Dataset excerpts on object pointing

—————

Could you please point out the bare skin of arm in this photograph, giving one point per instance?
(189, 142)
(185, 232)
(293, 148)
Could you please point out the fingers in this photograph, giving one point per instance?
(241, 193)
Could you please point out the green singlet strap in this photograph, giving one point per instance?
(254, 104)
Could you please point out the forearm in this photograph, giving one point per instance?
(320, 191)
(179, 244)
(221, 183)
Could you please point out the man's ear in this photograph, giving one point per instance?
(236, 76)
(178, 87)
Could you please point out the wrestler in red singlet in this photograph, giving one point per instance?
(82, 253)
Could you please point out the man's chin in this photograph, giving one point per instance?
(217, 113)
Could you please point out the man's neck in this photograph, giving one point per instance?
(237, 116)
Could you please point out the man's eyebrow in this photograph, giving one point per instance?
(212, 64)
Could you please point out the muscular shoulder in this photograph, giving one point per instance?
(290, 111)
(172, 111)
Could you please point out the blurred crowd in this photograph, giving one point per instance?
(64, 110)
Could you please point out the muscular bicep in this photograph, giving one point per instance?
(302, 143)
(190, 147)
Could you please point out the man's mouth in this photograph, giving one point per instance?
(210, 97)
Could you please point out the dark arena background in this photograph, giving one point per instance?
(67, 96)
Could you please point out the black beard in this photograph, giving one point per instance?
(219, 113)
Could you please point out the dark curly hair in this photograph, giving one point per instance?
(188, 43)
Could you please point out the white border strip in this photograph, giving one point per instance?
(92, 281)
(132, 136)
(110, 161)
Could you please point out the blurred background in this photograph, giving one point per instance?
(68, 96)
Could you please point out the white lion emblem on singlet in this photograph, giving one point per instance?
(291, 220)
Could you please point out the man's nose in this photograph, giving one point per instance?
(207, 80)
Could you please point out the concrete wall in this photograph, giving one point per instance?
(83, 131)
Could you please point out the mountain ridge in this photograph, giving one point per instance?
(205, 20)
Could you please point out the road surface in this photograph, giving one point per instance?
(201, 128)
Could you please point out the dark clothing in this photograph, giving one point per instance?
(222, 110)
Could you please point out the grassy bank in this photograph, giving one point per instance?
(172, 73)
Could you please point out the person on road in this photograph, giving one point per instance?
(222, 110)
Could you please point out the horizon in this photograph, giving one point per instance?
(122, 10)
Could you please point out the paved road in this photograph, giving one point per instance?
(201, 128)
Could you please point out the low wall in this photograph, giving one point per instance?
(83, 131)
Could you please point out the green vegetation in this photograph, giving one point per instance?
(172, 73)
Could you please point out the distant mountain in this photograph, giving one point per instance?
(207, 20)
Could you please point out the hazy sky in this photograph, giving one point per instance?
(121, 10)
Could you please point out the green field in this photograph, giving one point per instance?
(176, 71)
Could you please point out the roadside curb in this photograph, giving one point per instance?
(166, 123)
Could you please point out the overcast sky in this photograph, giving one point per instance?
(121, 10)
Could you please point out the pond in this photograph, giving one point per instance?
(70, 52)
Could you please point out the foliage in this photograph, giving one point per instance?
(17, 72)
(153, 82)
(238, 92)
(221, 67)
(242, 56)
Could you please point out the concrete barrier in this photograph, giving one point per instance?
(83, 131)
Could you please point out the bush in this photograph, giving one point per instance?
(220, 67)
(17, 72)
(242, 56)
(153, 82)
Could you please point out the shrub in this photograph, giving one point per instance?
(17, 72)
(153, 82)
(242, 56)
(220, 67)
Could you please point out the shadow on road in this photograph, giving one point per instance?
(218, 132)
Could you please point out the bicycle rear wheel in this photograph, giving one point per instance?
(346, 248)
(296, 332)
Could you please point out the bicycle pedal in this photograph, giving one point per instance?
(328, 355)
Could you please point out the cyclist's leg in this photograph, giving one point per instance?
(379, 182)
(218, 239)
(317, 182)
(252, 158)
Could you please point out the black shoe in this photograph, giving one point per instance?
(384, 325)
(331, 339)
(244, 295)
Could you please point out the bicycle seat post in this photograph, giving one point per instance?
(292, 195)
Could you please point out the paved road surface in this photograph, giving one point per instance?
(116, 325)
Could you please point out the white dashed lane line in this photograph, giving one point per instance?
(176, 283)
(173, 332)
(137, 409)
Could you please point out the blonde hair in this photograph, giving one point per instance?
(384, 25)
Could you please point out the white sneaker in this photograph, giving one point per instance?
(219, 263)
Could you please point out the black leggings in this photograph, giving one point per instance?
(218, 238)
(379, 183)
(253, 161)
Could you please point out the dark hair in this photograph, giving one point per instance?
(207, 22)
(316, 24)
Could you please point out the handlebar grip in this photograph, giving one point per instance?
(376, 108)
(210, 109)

—————

#### Short exercise:
Return every line of the material exactly.

#### Solved exercise:
Could you please point out the bare skin of arm in this photograph, giving one point per instance?
(189, 142)
(185, 232)
(293, 148)
Could you please point out the fingers in this photograph, giving one point per instance?
(241, 193)
Could you please point out the green singlet strap in this photograph, giving one point per instance?
(254, 104)
Could you please point out the forearm in this photograph, giving one point per instance?
(320, 191)
(179, 244)
(221, 183)
Could you please point out the man's ear in this photograph, giving one point per instance?
(236, 76)
(178, 87)
Could you please point out the wrestler in red singlet in this photograph, giving one point per instance?
(82, 253)
Could you please point out the man's chin in this photograph, giving one point per instance?
(217, 113)
Could you please point out the man's neck in this photograph, giving one point per instance?
(237, 116)
Could you please point out the man's eyebrow in this photograph, giving one point per instance?
(212, 64)
Could you please point out the muscular shoulder in this photograph, giving one point per instance?
(290, 111)
(172, 111)
Could you please point out the blurred crowd in this photograph, giving one point per instance?
(64, 110)
Could you please point out the muscular bicep in this photograph, giving one point per instance?
(302, 143)
(190, 147)
Could you please point out the man's mouth in this photograph, giving one point per instance?
(210, 97)
Could you please point out the dark arena background in this photograph, giving one point per instance?
(67, 96)
Could you please point out the black beard in this photograph, giving one point per instance?
(219, 113)
Could you please point out the dark curly hair in this photograph, giving one point per instance?
(188, 43)
Could you please point out the white border strip in this photograph, giving one point per instance?
(92, 281)
(132, 136)
(110, 161)
Could you please point out the blurred background in this photograph, giving one point per instance?
(68, 96)
Could you please point out the white lion emblem on singlet in this photograph, giving one point per instance?
(291, 220)
Could you please point out the man's nose in this photograph, giving one point per instance?
(207, 80)
Could you please point out the concrete wall in this photograph, giving one point per instance?
(83, 131)
Could you please point out the mountain ridge in this photograph, giving one point per instance?
(205, 20)
Could you please point out the road surface in this photograph, giving one point per instance?
(201, 128)
Could you please point out the dark clothing in this photograph, giving one point per instance?
(222, 110)
Could you please point out the grassy bank in this photograph, giving one point per instance?
(172, 73)
Could you please point out the person on road in this photograph, giving one point per instance?
(222, 110)
Could you please point out the horizon in this photograph, giving one point per instance?
(122, 10)
Could you please point out the paved road in this photograph, giving one point per instance?
(201, 128)
Could you please point out the low wall in this photograph, giving one point per instance?
(83, 131)
Could you please point out the green vegetation in this photograph, giving one point per instance?
(172, 73)
Could you please point out the distant mountain in this photograph, giving one point per instance?
(207, 20)
Could you please point out the hazy sky in this photograph, giving one point per instance?
(121, 10)
Could you please point out the green field in this photograph, giving one point per instance?
(176, 71)
Could you please point out the roadside curb in this photograph, giving one point per instance?
(166, 123)
Could you please point out the overcast sky in this photograph, giving one point per instance?
(121, 10)
Could you please point out the pond in this photograph, giving one point per instance?
(70, 52)
Could you please point out the foliage in this photograph, giving one point per instance?
(17, 72)
(153, 82)
(238, 92)
(221, 67)
(242, 56)
Could you please point out the concrete barrier in this photograph, giving one point per instance?
(83, 131)
Could you please point out the bush in this photograph, giving one point per instance?
(220, 67)
(17, 72)
(242, 56)
(153, 82)
Could you please point out the shrub in this photograph, giving one point per instance?
(17, 72)
(153, 82)
(242, 56)
(220, 67)
Could you please point out the shadow on road in this photograph, giving one point per instance?
(218, 132)
Could you please point out the bicycle rear wheel in this photograph, giving one point per instance?
(346, 248)
(296, 332)
Could you please point out the bicycle pedal in this photograph, giving one point per instance?
(328, 355)
Could you please point out the cyclist's leg in this photograph, giving one point per instance?
(379, 182)
(218, 239)
(317, 182)
(252, 158)
Could you please point out the black shoe in this photograph, giving one point per instance?
(384, 325)
(331, 339)
(244, 295)
Could you please point out the bicycle seat post in this photograph, giving one point per instance?
(292, 195)
Could you please point out the paved road surface in this photograph, giving one point per instance?
(116, 325)
Could you please point out the white dashed lane line in this photograph, giving one point per instance?
(176, 283)
(173, 332)
(137, 409)
Could you please point out the blonde hair in this photograph, giving one point per instance?
(384, 25)
Could you please point out the white sneaker in this photograph, giving one point per instance?
(219, 263)
Could you please point out the black leggings in this photograph, giving one point per instance?
(218, 238)
(379, 183)
(253, 161)
Could you please point out the dark hair in this photograph, giving one point per instance?
(207, 22)
(316, 24)
Could you please point out the handlebar grip in this photograph, giving one point per instance?
(376, 108)
(210, 109)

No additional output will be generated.